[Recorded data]
================================

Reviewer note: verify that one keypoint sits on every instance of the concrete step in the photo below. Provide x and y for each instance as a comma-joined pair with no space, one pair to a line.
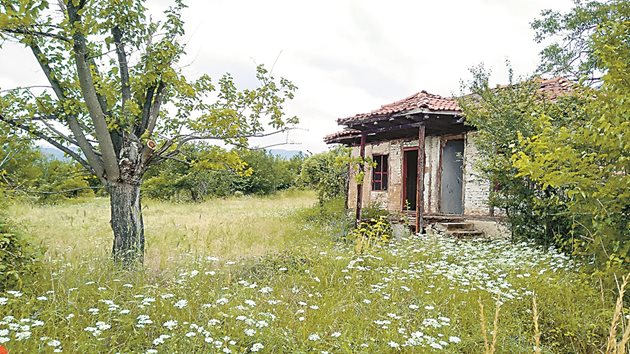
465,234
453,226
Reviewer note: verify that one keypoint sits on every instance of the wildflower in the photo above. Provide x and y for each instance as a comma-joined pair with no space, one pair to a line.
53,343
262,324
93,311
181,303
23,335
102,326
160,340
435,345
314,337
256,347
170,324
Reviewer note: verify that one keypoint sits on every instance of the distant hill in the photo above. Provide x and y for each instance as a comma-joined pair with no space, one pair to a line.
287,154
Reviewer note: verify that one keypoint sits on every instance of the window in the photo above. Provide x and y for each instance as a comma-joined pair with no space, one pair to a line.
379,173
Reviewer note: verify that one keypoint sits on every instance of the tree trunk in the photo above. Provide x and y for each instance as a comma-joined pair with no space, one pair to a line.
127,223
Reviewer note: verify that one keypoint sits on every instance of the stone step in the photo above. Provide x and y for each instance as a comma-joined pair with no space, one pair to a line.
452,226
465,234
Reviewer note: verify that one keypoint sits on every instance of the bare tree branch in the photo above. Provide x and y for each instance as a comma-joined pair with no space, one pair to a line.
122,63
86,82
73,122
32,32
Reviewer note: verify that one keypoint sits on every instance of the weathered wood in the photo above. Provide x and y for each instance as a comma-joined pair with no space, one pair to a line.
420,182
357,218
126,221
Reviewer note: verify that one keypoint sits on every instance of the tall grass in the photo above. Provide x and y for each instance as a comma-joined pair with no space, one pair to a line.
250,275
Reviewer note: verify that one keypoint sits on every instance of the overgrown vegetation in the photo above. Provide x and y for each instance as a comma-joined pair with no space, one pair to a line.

================================

→ **Exercise description**:
Could you reproduce, exactly as written, the lines running from the one with "of the tree" to the end of the entries above?

→ **Answer space**:
Reviewer note: verify that one keypoint sits on every instance of the tree trunk in the photo above. Provide x and y for each instance as a comma-joined pair with no space, one pair to a line.
127,223
Reviewer note: verify that one keypoint sits on every instance of the stone step in the photo above. Provide x and y for each instance as a comma-joined pair with no space, one pair to a line.
452,226
465,234
Reviewer note: verify that one keypoint sits on every instance of the bare tree branch in the photo above. Provide x and y for each instance as a comma-joined pair with no space, one pair to a line.
122,63
86,82
73,122
32,32
Reviewer note: verify that one keypoint sits on every instance of the weathered wood in the photo above. Provide x and y for each instance as a comma-joined pair with no space, one pair to a line.
420,182
357,218
126,221
Reviewer note: verify that one keypoint sits on every instance of the tall grass in the photo above. Provide x and y for each instance as a comma-joined pair with no space, one pair to a line.
250,275
Reviewer note: verify that one keypoint sits on every instance of the overgrown vegetation in the photo above. Provide x and y for each instance as a comma-joined pair with no space, one pair to a line.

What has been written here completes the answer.